> [Bitte bearbeiten]
[1] An welchem Datum wurde laut dem Text über Wesseling das Schicksal des Ortes besiegelt?
[2] Ändere im Text über Wesseling die Passage von „So sehr mein“ bis „von urwaldähnlichen Flussarmen.“, indem du „romantisch“ durch „friedlich“ ersetzt.
[3] Führe den Text über die Industriegeschichte von Wesseling im Anschluss an seinen letzten Satz weiter.

> [Ausgangstext]

========================================================================

Sonntag, 18. Januar 2015

UK Wesseling - Sprit für Hitlers letztes Aufgebot

Blick von Wesseling aus auf Bahnanlagen mit Ölraffinerie
Ganz schwer tue ich mich, mir die Industrie in Wesseling wegzudenken. Entlang des Rheinufers Wiesen in sattem und üppigen Grün, vollkommen unberührt ohne die stählernen Kolosse von Destillationsanlagen, ohne die feuerroten Schweife von abgefackelten Gasen aus der Rohöldestillation. Auf den Wiesen Farbtupfer von Löwenzahn, Sumpfdotter oder Klee, Tupfer von Wollknäueln, die sich zu einer Schafherde zusammen fügen, in der Ferne der ungetrübte Blick auf das Vorgebirge, gegen die sich nun die industrielle Kälte von Kühltürmen und Rohranlagen sperrt, die jegliche Dimensionen sprengt.

So sehr mein Vorstellungsvermögen lahm gelegt ist: ich muss nicht tiefe Vergangenheiten der Industriegeschichte aufbohren, in denen in Manufakturen Webstühle standen oder die Dampfmaschine erfunden wurde. Es ist nicht einmal achtzig Jahre her, dass der Rhein zwischen Köln und Bonn ähnlich romantisch daher floss, wie er es zwischen all den Burgen von Bonn ab rheinabwärts tat, wenngleich in seichtem und flachem Flussgebiet, durchsetzt von urwaldähnlichen Flussarmen.

Von langer Hand war der industrielle Großangriff auf Wesseling geplant. Das Schicksal von Wesseling war ein Werk der Nationalsozialisten und wurde am 21.1.1937 besiegelt. Wesseling geriet in die Begehrlichkeiten eines Hermann Göring, der in Vierjahresplänen dachte, die heutigen Planungszyklen und dem Projektmanagement nicht unähnlich waren. Göring entwickelte Szenarien der Aufrüstung und der Rohstoffautarkie, und dabei spielte Wesseling eine nicht unwichtige Rolle. Schon 1936, diese Vorhersehung verblüfft, dachte er in Kriegsszenarien, dass eine Seeblockade Rohölimporte aus dem Rest der Welt verhindern könnte, so wie es die Erfahrungen im Ersten Weltkrieg gezeigt hatten. Das Deutsche Reich müsste somit seinen Bedarf an Öl innerhalb des eigenen Gebietes selbst decken. So wurden Jahre später Ölfelder in der Gegend um Hannover ausgebeutet, weitere Ölquellen sprudelten bei Bruchsal und in Thüringen. Nach Kriegsausbruch wurde aus Ungarn und Rumänien Rohöl über Eisenbahntransporte importiert.

Hermann Göring, Quelle Wkipedia
Der fehlende Ölbedarf sollte über Verfahren der Kohlehydrierung im Gebiet des Deutschen Reiches erzeugt werden. Dabei kam dem Industriestandort Wesseling eine herausgehobene Bedeutung zu. Göring plante zwölf Standorte, verteilt über das gesamte Deutsche Reich, an denen Anlagen gebaut werden sollten, die aus der heimischen Kohle Öl herstellen sollten.

========================================================================

> [Bereitgestelltes Material]
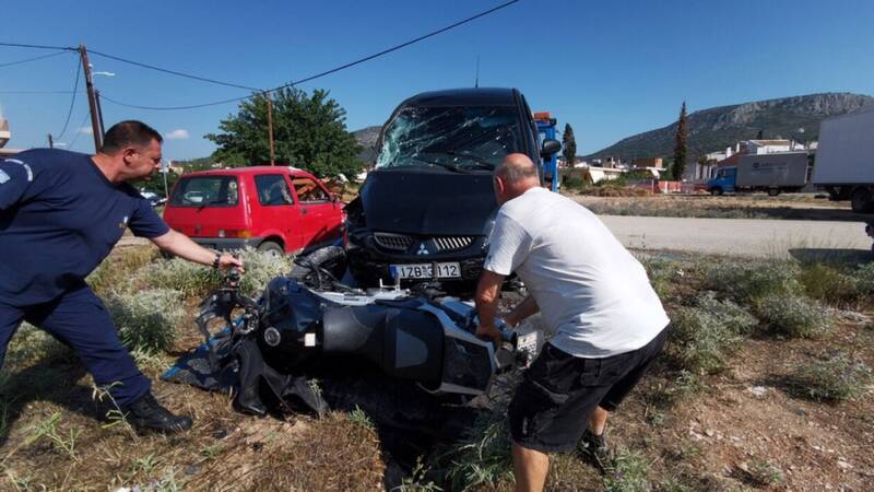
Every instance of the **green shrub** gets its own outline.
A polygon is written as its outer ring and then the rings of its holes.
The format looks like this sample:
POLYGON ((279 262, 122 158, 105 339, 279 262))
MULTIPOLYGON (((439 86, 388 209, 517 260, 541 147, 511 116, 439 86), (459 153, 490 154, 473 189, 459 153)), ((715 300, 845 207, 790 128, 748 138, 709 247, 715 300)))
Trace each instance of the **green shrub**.
POLYGON ((106 258, 91 274, 86 282, 97 295, 110 292, 127 292, 135 286, 134 273, 157 257, 152 246, 137 246, 120 249, 106 258))
POLYGON ((670 353, 692 373, 718 372, 737 348, 741 336, 755 325, 756 318, 741 306, 704 294, 695 306, 673 314, 670 353))
POLYGON ((753 304, 771 294, 801 292, 796 261, 718 261, 705 273, 705 286, 723 292, 741 304, 753 304))
POLYGON ((294 257, 275 256, 255 249, 240 251, 240 259, 246 267, 246 274, 240 279, 239 288, 247 294, 260 294, 270 280, 288 274, 294 267, 294 257))
POLYGON ((641 452, 621 448, 613 458, 612 466, 605 470, 604 489, 607 492, 652 490, 648 478, 649 468, 649 460, 641 452))
MULTIPOLYGON (((238 251, 246 273, 240 278, 240 291, 258 294, 270 279, 286 274, 293 262, 291 257, 246 249, 238 251)), ((138 274, 145 284, 157 289, 179 291, 186 297, 204 296, 222 285, 223 273, 199 263, 174 258, 160 260, 140 270, 138 274)))
POLYGON ((72 360, 73 351, 46 331, 24 321, 7 347, 4 365, 21 366, 38 360, 72 360))
POLYGON ((790 388, 796 396, 830 403, 857 398, 871 382, 871 368, 842 351, 836 351, 813 364, 799 366, 789 378, 790 388))
POLYGON ((855 281, 855 289, 860 296, 874 296, 874 261, 859 266, 851 277, 855 281))
POLYGON ((776 293, 756 303, 766 331, 788 338, 815 338, 831 327, 831 316, 818 302, 798 294, 776 293))
POLYGON ((680 263, 661 257, 649 257, 640 260, 647 270, 647 276, 652 289, 659 298, 666 300, 671 296, 671 285, 681 271, 680 263))
POLYGON ((169 350, 184 315, 181 295, 169 289, 110 294, 106 308, 121 342, 145 353, 169 350))
POLYGON ((497 489, 512 480, 506 407, 477 415, 468 437, 450 452, 445 477, 451 490, 497 489))
POLYGON ((802 268, 799 280, 807 295, 832 305, 853 303, 860 294, 855 278, 823 263, 802 268))
POLYGON ((137 277, 150 288, 178 291, 185 297, 206 295, 222 284, 217 270, 181 258, 154 261, 137 277))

========================================================================

> [Ergebnisse]
[1] Am 21.1.1937.

[2]
So sehr mein Vorstellungsvermögen lahm gelegt ist: ich muss nicht tiefe Vergangenheiten der Industriegeschichte aufbohren, in denen in Manufakturen Webstühle standen oder die Dampfmaschine erfunden wurde. Es ist nicht einmal achtzig Jahre her, dass der Rhein zwischen Köln und Bonn ähnlich friedlich daher floss, wie er es zwischen all den Burgen von Bonn ab rheinabwärts tat, wenngleich in seichtem und flachem Flussgebiet, durchsetzt von urwaldähnlichen Flussarmen.

[3]
Göring pochte auf Wesseling, wegen des Transportes über den Rhein und wegen der Braunkohle. Das hatte technologische Gründe. Das Verfahren der Kohlehydrierung, aus heutiger Sicht eine technologische Eintagsfliege, vollkommen unwirtschaftlich und konträr zum freien Welthandel, breitete sich mit zunehmender Kriegswirtschaft aus. Wesseling hatte den Standortvorteil, dass der rheinische Braunkohletagebau in der Nähe lag – das war der Tagebau Berrenrath bei Hürth. Die Eisenbahn transportierte die Braunkohle vom Tagebau nach Wesseling. Beim Verfahren der Kohlehydrierung musste die Kohle zerkleinert werden, unter Wasserdampf wurde die grobkörnige Masse erhitzt, um die pampige Masse aus Teer und Kohle in einen flüssigen Zustand zu überführen. Braunkohle enthielt mehr Wasser – wodurch die Verflüssigung vereinfacht wurde. In einem weiteren Schritt wurde unter hohem Druck Wasserstoff zugeführt, damit Kohlenwasserstoffverbindungen entstehen konnten, die dem Hydriervorgang beim Rohöl entsprachen.

Am 21. Januar 1937 war es soweit. Bereits 1934 hatte die chemische Industrie unter Führung der IG Farben die „Braunkohle-Benzin-Aktiengesellschaft“ gegründet, kurz Brebag genannt. Heute würde man es „joint-venture“ nennen: genau an diesem 21. Januar 1937 kooperierte die Brebag mit der neuen Firma „Union rheinische Braunkohle-Kraftstoffaktiengesellschaft“, kurz UK genannt.

Hermann Göring steuerte für Hitler die Rüstung, und so musste er alles rund um die Produktion von Panzern, Flugzeugen, Waffen, Munition, LKWs oder auch die Versorgung mit Treibstoff koordinieren. Die Stahlproduktion im Ruhrgebiet lief auf Hochtouren. Vor dieser Herkulesaufgabe scheiterte er, den Bedarf der Kriegswirtschaft gleichzeitig zu decken. Noch 1937 dürften die Bewohner von Wesseling dieses rückwärtsgewandte Idyll vorgefunden haben mit satten Rheinwiesen, Kühen, Schafen, Kräutern und Blumen jeglicher Art. 1938 änderte sich das: Bagger und Planierraupen fuhren vor und schufen die Grundlage einer ausufernden Industrielandschaft, die heute bisweilen apokalyptische Züge trägt.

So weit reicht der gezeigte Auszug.